PAGE EXTRACT:
---

Newspaper circulation figures continue to fall. Since a high of nearly 63 million daily newspaper readers in 1985, the numbers are an exercise in subtraction. This is especially so among the 18-34 age group. Reading even just once during a week among that cohort fell to under 40 percent in 2004.
These losses came despite content changes aimed at women and that younger cohort. Some of this move away from solid news coverage to pop culture coverage and info graphics the size of a Volkswagen (while the news hole lost more space to advertising) was aimed at stopping the circulation decline.
A lot of the design changes newspapers have made in the past 30 years, some quite costly, have been made specifically to draw in the young. I have always wanted to do a ROI study of newspaper redesigns, but figured I wouldn't get accurate numbers from publishers, so why bother? In the aggregate, it must not be working, as the numbers show.
But a whole new career field called newspaper design evolved from trying to solve the circulation problem. As an aesthetic exercise, it has been wonderful: newspapers are much better organized and more attractive than 50 years ago. Then, people did page "makeup" for hot type and basically chose between ugly cuts of Bodoni or Futura for headlines. No color. Awful photo reproduction.

---

TASKS FOR THIS EXERCISE:
A - Please copy the passage of the newspaper circulation text word for word, starting at "But a whole" and ending at "Awful photo reproduction.".
B - Write the next part of the newspaper circulation text, picking up after its final sentence.

DATA ENTRIES:
---

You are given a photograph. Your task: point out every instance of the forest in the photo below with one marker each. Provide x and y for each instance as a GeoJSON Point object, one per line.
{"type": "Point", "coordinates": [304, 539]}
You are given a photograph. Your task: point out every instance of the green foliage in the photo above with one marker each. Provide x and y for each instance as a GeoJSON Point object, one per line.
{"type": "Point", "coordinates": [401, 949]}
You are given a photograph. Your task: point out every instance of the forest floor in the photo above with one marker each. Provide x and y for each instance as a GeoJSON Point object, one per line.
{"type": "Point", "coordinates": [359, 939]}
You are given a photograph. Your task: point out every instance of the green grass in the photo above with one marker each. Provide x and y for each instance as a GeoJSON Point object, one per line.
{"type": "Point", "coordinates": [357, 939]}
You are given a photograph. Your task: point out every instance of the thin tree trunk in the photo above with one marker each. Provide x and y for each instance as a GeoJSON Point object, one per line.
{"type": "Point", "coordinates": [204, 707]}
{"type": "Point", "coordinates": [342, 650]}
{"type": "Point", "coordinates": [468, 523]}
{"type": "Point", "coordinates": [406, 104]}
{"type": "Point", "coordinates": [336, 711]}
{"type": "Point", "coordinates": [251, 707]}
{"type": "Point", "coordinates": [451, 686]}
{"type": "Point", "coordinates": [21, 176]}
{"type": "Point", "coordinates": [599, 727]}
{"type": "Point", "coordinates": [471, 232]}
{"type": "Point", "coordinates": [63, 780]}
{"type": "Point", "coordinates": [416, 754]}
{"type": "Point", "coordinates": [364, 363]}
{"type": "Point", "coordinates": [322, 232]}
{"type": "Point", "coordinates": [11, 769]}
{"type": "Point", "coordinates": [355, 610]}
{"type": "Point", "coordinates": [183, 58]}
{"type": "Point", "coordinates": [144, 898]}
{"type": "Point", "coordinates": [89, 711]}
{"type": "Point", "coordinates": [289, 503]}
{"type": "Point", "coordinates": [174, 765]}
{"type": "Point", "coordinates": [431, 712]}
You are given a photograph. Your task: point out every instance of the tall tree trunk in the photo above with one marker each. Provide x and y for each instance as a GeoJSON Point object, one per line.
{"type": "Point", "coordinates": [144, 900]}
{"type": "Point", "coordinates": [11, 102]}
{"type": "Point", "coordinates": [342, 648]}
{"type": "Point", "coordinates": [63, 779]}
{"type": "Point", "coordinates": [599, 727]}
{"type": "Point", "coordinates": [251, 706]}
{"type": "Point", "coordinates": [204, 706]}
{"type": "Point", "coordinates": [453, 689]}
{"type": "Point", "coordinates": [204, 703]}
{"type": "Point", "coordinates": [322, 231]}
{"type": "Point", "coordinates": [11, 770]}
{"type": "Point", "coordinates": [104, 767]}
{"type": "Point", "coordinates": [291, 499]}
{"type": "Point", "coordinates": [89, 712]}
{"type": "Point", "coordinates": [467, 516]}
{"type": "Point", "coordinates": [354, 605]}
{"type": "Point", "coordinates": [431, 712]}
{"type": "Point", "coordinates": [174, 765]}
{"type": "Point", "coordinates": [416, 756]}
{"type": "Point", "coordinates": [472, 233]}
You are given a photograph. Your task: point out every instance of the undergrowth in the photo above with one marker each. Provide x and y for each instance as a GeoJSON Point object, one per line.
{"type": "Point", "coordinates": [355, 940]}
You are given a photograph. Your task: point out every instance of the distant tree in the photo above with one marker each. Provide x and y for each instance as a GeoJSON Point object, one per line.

---

RESPONSES TO THE EXERCISE:
A -
But a whole new career field called newspaper design evolved from trying to solve the circulation problem. As an aesthetic exercise, it has been wonderful: newspapers are much better organized and more attractive than 50 years ago. Then, people did page "makeup" for hot type and basically chose between ugly cuts of Bodoni or Futura for headlines. No color. Awful photo reproduction.

B -
As a business exercise, it has to be called a failure, based on circulation figures. Worse yet, the Boomers' eyesight continues to get worse, and since they haven't really saved for retirement, that Gazette subscription will have to go. Then we'll all eventually die off.
Then that downward staircase of yearly circulation figures will turn into cliffs. When the Boomers are mostly gone, newspapers will be -- will have to be -- different. Maybe the "paper" part of the word will have to go (or it will be weird, like how we still say "dial" a phone number even though rotary phones are long gone).
All that being said, I not only love newspapers still, I love newspaper design. I just wish it had worked better.
2 comments:
Yep, a crusty old Boomer, you are.
Hiya, Trout. Harry here. Took a gander at your 7-14 rant and decided someone ought to agree or disagree with you. First, so you have discovered that people don't read. Well, there is an alternative I learned about last night: reading addiction. Yep. But it wasn't newspapers she was talking about. Second, what do you envision if no paper is used? Delivery of the daily email? That's already here.
You lament the advent of MacPaper. I vote with my wallet and don't buy them. Course, I don't subscribe to much of anything other than Nat Geo.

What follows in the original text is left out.